## THE TASK
Retype the lines below word for word, starting at the line containing "point: concrete curb" and ending at the line containing "column 343, row 765", with both of those lines included.

## DATA EXTRACT
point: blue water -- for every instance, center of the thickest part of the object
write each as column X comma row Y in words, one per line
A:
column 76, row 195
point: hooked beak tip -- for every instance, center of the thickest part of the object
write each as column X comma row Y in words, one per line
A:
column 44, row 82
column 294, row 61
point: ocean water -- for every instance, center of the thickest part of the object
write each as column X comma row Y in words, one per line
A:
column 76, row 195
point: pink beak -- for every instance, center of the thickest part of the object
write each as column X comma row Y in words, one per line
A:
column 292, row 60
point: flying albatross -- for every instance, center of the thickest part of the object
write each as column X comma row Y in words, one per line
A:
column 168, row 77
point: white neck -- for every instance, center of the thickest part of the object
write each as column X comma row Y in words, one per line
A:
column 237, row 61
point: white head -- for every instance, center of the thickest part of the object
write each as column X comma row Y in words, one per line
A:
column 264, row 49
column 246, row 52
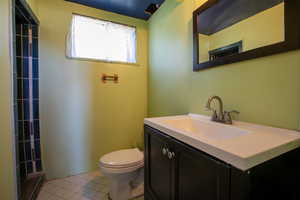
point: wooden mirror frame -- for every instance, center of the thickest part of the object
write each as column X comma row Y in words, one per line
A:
column 292, row 38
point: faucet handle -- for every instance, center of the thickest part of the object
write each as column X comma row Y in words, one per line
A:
column 227, row 116
column 232, row 112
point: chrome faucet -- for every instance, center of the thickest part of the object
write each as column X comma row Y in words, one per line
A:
column 221, row 116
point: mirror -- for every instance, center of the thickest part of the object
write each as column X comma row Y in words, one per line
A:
column 227, row 31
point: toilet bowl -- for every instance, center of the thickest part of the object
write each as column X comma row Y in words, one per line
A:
column 125, row 171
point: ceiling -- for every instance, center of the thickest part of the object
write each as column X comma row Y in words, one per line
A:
column 131, row 8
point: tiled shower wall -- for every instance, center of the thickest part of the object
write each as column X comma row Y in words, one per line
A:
column 26, row 79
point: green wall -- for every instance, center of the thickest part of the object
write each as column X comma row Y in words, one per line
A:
column 82, row 118
column 265, row 90
column 7, row 167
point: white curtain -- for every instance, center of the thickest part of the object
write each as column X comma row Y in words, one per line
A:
column 102, row 40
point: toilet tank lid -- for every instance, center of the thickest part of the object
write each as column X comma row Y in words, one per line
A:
column 122, row 157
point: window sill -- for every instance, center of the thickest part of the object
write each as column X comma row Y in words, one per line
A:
column 102, row 61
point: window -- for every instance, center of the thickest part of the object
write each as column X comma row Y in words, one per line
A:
column 96, row 39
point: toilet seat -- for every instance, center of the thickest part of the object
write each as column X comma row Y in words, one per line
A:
column 122, row 161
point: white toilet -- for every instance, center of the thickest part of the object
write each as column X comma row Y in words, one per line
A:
column 125, row 170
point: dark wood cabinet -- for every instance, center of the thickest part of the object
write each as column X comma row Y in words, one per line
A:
column 159, row 171
column 173, row 173
column 177, row 171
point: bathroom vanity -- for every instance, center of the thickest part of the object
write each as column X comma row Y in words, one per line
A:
column 190, row 158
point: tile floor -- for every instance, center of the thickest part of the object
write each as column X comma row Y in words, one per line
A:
column 89, row 186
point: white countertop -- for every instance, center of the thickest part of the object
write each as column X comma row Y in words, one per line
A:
column 257, row 145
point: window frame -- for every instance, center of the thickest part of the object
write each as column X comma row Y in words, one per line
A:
column 102, row 60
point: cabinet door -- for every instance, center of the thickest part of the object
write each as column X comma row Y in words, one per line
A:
column 199, row 176
column 158, row 170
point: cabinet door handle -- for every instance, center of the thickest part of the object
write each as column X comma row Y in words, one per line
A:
column 165, row 151
column 171, row 155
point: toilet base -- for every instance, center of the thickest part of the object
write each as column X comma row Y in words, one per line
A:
column 126, row 186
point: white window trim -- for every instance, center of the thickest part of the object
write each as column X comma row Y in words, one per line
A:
column 100, row 60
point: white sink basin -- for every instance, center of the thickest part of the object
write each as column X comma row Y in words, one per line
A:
column 243, row 145
column 209, row 130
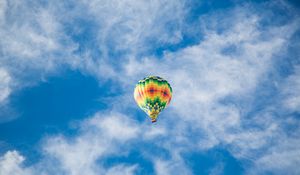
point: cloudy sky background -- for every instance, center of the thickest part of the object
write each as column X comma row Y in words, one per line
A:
column 68, row 70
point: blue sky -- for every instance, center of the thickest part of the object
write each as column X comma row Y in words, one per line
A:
column 68, row 70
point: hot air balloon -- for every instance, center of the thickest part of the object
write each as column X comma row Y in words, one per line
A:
column 152, row 94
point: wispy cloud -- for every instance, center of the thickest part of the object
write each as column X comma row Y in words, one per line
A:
column 217, row 82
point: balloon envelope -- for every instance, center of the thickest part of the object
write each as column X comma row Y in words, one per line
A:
column 153, row 94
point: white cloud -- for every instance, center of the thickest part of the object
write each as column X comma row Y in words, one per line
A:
column 211, row 81
column 291, row 91
column 11, row 163
column 101, row 136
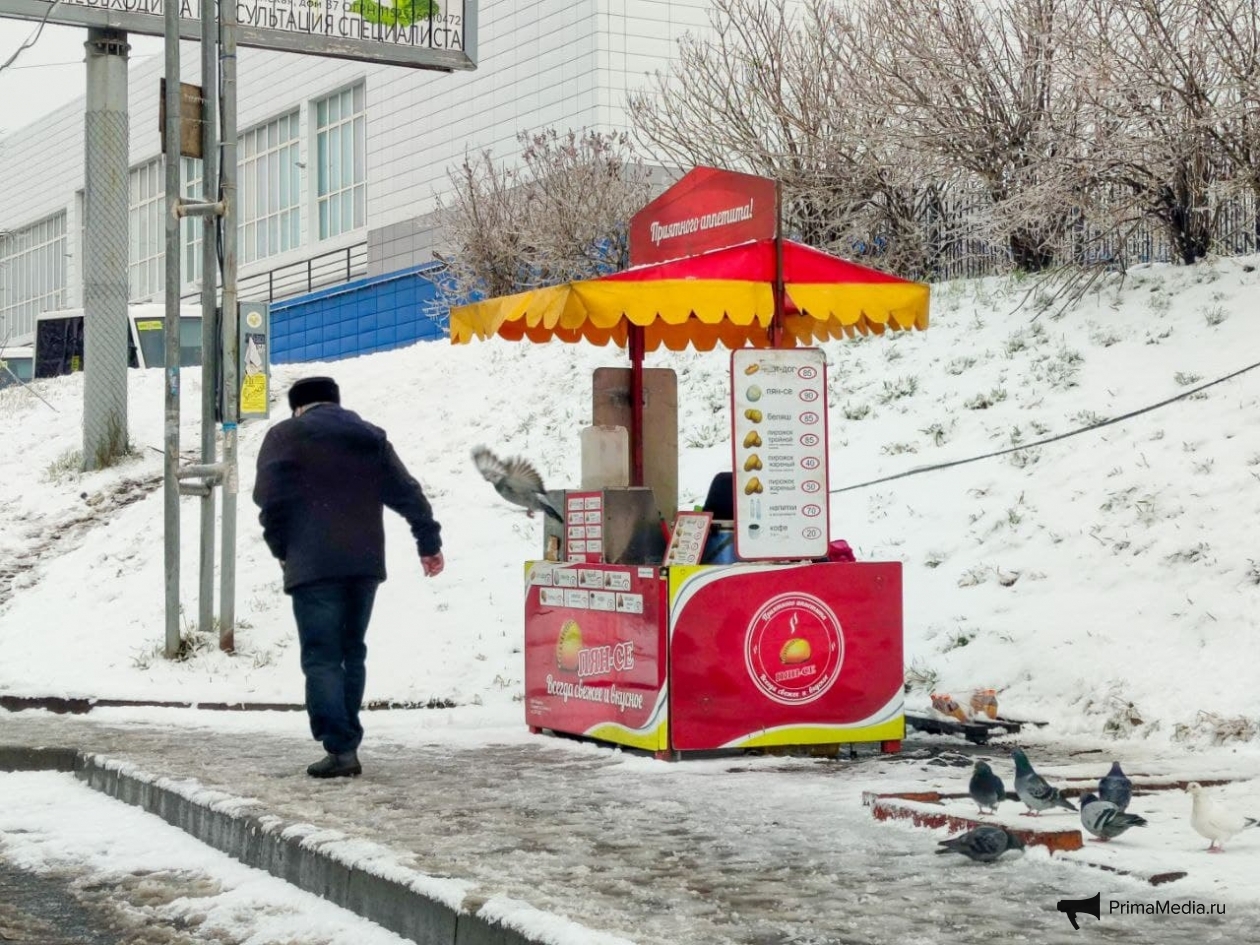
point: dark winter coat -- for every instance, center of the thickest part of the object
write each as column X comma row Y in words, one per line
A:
column 324, row 480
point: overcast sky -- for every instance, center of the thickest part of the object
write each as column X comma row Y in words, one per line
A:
column 51, row 73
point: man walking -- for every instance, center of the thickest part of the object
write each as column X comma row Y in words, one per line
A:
column 324, row 479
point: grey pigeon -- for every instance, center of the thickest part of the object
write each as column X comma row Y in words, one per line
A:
column 985, row 789
column 1033, row 790
column 983, row 843
column 517, row 481
column 1104, row 819
column 1115, row 788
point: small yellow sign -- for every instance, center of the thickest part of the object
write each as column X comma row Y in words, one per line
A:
column 253, row 395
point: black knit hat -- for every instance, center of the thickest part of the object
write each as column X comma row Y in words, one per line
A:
column 314, row 389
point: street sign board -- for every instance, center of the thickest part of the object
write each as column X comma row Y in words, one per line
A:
column 423, row 34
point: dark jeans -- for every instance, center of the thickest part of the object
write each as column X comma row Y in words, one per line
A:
column 332, row 621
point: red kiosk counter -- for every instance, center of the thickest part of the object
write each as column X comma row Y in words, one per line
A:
column 635, row 644
column 694, row 658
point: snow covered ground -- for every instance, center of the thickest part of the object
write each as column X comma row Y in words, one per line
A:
column 153, row 881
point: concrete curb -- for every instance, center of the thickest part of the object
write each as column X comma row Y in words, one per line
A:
column 277, row 848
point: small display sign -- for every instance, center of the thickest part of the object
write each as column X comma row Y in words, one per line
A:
column 687, row 541
column 584, row 527
column 779, row 449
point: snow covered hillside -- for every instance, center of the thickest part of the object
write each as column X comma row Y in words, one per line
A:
column 1105, row 582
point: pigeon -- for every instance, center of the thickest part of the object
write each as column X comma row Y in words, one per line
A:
column 985, row 789
column 983, row 843
column 1115, row 788
column 1033, row 790
column 1104, row 819
column 517, row 481
column 1214, row 820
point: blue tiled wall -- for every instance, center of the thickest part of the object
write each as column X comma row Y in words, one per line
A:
column 373, row 314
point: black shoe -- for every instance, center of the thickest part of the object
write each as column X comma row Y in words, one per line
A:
column 343, row 765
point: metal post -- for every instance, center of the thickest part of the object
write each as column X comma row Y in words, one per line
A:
column 231, row 329
column 105, row 248
column 171, row 332
column 209, row 300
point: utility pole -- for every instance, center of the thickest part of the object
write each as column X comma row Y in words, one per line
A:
column 209, row 301
column 170, row 492
column 106, row 198
column 231, row 325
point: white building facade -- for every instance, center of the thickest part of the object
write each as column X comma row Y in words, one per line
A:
column 339, row 161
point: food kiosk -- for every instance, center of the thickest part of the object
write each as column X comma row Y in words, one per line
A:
column 628, row 636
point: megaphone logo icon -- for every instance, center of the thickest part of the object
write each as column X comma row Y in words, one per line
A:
column 1090, row 907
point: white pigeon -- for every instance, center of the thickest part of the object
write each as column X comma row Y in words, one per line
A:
column 517, row 481
column 1214, row 820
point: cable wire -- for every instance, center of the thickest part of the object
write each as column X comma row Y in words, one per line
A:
column 1101, row 423
column 30, row 40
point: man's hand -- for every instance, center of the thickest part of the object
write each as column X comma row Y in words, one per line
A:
column 432, row 563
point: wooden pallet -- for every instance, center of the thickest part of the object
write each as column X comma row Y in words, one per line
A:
column 977, row 731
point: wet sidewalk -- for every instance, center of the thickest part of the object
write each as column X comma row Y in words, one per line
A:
column 750, row 851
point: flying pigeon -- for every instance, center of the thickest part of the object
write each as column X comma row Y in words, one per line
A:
column 983, row 843
column 1033, row 790
column 517, row 481
column 985, row 789
column 1104, row 819
column 1214, row 820
column 1115, row 788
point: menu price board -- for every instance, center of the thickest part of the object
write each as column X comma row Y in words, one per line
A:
column 687, row 539
column 584, row 527
column 779, row 451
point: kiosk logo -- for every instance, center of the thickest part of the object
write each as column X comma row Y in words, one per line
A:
column 794, row 648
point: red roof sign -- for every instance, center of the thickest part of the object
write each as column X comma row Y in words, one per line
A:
column 707, row 209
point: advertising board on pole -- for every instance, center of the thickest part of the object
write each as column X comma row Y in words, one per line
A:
column 425, row 34
column 255, row 354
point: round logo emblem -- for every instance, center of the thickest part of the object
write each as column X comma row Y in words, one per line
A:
column 794, row 649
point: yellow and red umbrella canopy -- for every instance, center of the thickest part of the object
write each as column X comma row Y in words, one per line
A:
column 725, row 296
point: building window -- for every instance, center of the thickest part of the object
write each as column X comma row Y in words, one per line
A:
column 148, row 231
column 193, row 227
column 32, row 275
column 148, row 223
column 340, row 141
column 270, row 189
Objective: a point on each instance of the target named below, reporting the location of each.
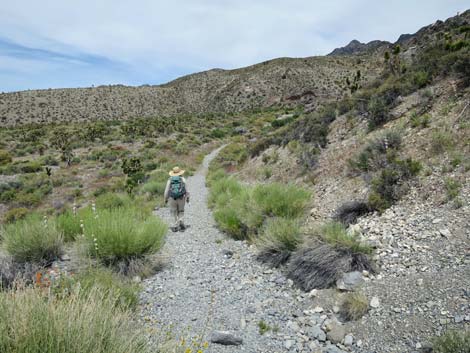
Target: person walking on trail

## IN RESPONSE
point: concrete curb -- for every instance, center of the thickest part of the object
write each as column X comma row Y in words, one per line
A:
column 277, row 848
point: small display sign -- for every instance, center of the thickest part of the object
write each as column X comma row Y in words, one per line
A:
column 687, row 541
column 584, row 527
column 779, row 449
point: snow covered hillside -- for every instance, center of the thickest part of the object
write each as column X comma row Y in words, one per line
A:
column 1105, row 582
point: pigeon -- for every instance, center of the thickest part of the object
write each as column X comma row Y in words, one per line
A:
column 985, row 789
column 983, row 843
column 1115, row 788
column 1033, row 790
column 1104, row 819
column 517, row 481
column 1214, row 820
point: blue tiled wall -- for every instance, center of the thickest part of the object
write each as column X comma row Y in words, one per line
A:
column 373, row 314
point: black shoe -- for every instance, center of the thickest part of the object
write each as column X comma row Y in words, one per line
A:
column 343, row 765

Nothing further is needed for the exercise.